▶ **YOUR TASK**: Copy out the items word for word, starting at the line with "Target: white cloud" and continuing through the end of the items, with both ends included.
--- START ---
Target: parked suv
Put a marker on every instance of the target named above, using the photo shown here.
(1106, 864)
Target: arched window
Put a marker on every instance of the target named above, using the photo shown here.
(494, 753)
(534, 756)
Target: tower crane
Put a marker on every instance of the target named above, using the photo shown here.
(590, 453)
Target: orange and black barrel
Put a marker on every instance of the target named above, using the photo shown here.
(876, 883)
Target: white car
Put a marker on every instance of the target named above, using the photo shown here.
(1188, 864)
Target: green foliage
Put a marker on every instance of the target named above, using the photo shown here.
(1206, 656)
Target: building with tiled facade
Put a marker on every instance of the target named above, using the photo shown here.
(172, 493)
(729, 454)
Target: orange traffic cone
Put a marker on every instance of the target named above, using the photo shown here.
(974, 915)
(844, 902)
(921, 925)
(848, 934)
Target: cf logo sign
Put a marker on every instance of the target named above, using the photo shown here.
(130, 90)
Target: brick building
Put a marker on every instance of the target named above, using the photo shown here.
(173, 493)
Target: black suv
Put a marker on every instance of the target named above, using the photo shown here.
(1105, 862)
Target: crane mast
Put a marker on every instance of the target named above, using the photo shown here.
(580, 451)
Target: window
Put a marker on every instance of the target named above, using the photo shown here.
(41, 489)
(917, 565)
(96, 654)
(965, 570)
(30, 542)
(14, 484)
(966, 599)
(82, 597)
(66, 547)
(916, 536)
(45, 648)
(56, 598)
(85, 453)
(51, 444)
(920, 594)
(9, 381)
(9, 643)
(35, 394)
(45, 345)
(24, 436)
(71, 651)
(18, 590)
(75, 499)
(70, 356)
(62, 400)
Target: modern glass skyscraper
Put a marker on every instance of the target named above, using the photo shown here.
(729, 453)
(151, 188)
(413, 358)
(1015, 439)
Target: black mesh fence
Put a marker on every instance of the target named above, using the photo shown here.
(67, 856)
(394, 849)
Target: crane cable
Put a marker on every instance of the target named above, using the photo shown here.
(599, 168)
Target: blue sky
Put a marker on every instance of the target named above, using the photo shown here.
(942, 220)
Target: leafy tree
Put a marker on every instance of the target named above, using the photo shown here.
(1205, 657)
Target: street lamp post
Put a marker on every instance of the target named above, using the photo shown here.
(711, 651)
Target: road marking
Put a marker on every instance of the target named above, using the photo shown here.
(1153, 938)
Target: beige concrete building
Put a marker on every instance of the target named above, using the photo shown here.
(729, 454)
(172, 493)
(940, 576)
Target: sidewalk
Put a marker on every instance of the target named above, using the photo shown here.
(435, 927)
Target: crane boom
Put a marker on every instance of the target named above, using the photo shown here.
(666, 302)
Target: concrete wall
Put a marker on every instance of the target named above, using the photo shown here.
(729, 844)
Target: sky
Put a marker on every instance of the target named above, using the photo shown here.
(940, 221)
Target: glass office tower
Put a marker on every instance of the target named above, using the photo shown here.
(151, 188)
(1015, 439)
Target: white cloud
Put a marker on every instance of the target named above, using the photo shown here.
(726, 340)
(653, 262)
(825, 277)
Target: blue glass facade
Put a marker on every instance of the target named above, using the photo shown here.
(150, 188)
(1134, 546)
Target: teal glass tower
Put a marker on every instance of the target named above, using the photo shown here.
--- END ---
▶ **RESULT**:
Target: white cloud
Put a marker on every instance of the target named above, using the photo shown here.
(726, 340)
(653, 262)
(825, 277)
Target: blue glass facade
Put a marker on every instance of the target named above, using the photo shown here.
(150, 188)
(1134, 546)
Target: teal glass tower
Put a marker on every instance of the target named above, using the photo shown here.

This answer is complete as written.